Natural-language object grounding data:
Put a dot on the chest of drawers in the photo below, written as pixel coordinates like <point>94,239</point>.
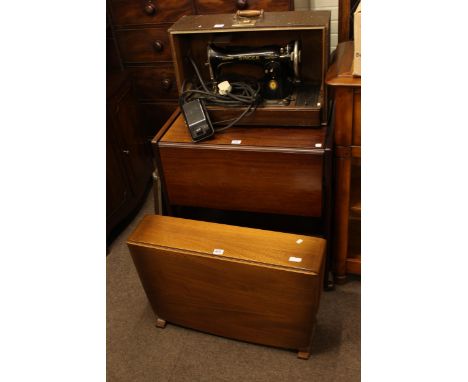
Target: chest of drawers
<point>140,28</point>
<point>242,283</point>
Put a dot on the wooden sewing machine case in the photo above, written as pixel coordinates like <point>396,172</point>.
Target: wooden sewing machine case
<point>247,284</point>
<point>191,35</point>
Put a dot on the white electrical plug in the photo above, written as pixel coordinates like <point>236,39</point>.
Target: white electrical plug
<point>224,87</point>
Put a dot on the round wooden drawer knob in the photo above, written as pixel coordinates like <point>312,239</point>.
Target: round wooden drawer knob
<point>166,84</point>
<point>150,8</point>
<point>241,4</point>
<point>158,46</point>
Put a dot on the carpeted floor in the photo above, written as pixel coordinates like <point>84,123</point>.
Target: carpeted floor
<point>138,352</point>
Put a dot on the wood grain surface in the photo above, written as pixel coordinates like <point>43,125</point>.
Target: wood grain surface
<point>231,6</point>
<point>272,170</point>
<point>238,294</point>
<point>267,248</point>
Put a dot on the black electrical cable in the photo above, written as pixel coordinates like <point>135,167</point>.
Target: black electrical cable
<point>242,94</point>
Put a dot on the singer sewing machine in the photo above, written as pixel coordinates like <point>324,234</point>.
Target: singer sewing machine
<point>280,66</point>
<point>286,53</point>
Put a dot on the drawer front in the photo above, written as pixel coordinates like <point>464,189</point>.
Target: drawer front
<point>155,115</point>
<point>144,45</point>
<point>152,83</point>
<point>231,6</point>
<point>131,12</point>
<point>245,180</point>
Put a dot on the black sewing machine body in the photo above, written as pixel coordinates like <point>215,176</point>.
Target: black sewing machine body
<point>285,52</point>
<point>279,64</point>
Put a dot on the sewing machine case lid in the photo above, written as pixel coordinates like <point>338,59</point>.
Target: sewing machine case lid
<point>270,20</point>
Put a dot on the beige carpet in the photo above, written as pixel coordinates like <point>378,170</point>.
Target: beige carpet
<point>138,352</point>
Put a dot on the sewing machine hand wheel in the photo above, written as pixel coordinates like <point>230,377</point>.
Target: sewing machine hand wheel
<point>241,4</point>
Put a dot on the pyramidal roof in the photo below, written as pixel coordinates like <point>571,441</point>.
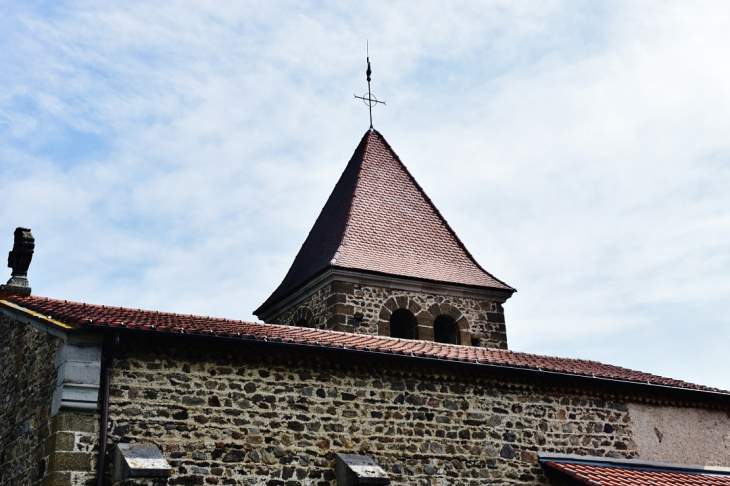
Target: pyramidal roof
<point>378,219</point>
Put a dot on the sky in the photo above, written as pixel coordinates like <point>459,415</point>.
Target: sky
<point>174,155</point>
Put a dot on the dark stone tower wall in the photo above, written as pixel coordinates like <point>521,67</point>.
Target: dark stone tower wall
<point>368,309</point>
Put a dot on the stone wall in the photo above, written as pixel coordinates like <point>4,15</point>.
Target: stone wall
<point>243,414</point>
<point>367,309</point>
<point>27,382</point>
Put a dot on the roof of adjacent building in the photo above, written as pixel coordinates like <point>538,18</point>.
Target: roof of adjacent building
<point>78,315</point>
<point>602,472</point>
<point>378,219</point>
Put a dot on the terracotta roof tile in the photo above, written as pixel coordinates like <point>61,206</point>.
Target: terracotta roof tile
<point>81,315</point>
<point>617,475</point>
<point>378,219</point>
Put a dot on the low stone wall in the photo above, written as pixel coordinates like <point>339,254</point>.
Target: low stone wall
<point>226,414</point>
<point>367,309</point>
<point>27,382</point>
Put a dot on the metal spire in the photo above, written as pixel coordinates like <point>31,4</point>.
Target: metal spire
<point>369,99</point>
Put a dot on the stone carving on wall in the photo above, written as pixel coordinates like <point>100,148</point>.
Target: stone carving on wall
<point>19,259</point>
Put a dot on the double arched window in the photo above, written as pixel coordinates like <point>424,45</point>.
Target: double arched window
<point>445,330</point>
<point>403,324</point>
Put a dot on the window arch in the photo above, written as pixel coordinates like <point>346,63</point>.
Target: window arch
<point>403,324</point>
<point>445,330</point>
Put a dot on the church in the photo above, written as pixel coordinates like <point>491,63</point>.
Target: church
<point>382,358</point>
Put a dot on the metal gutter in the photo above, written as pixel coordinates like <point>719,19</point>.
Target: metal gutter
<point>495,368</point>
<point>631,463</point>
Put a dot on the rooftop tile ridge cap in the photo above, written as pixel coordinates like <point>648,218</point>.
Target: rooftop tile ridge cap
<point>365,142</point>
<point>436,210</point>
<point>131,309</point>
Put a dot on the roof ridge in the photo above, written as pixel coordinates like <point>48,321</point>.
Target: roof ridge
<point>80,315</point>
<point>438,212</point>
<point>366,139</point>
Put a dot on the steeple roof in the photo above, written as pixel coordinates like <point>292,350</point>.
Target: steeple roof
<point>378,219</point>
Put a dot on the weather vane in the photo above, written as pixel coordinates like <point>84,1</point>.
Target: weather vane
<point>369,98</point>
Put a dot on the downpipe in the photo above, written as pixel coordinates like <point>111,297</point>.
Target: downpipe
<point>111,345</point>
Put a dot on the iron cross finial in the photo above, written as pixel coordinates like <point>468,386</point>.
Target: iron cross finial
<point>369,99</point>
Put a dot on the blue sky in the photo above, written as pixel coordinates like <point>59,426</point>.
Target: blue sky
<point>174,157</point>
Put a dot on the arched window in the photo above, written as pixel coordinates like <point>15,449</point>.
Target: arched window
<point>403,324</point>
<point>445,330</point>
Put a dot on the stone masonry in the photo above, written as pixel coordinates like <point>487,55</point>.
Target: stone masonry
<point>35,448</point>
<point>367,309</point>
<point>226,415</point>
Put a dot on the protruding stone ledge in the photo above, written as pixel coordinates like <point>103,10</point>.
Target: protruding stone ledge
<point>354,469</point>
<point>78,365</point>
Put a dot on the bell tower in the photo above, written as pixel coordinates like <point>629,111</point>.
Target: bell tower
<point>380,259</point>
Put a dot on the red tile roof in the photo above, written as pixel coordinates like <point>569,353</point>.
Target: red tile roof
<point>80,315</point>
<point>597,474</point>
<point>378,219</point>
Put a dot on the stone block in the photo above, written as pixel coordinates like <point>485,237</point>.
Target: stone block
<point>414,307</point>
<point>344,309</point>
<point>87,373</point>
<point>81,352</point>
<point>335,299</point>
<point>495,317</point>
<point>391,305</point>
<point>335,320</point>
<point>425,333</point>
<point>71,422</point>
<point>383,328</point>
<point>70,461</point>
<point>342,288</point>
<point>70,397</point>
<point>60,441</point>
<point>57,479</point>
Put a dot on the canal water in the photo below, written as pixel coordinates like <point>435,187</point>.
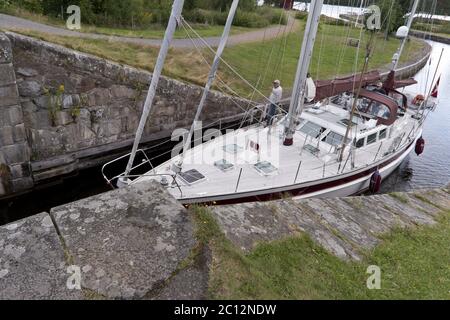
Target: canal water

• WORK TO BE COMPLETED:
For every line of the records that has the word "below" in it, make a copy.

• ANSWER SPACE:
Put a dot on the chest of drawers in the photo below, written as pixel coordinates like <point>94,239</point>.
Put a dot on the pyramidal roof in the photo below, written as pixel coordinates like <point>571,441</point>.
Put a dot on the canal water in the photo below, written as pixel coordinates like <point>435,187</point>.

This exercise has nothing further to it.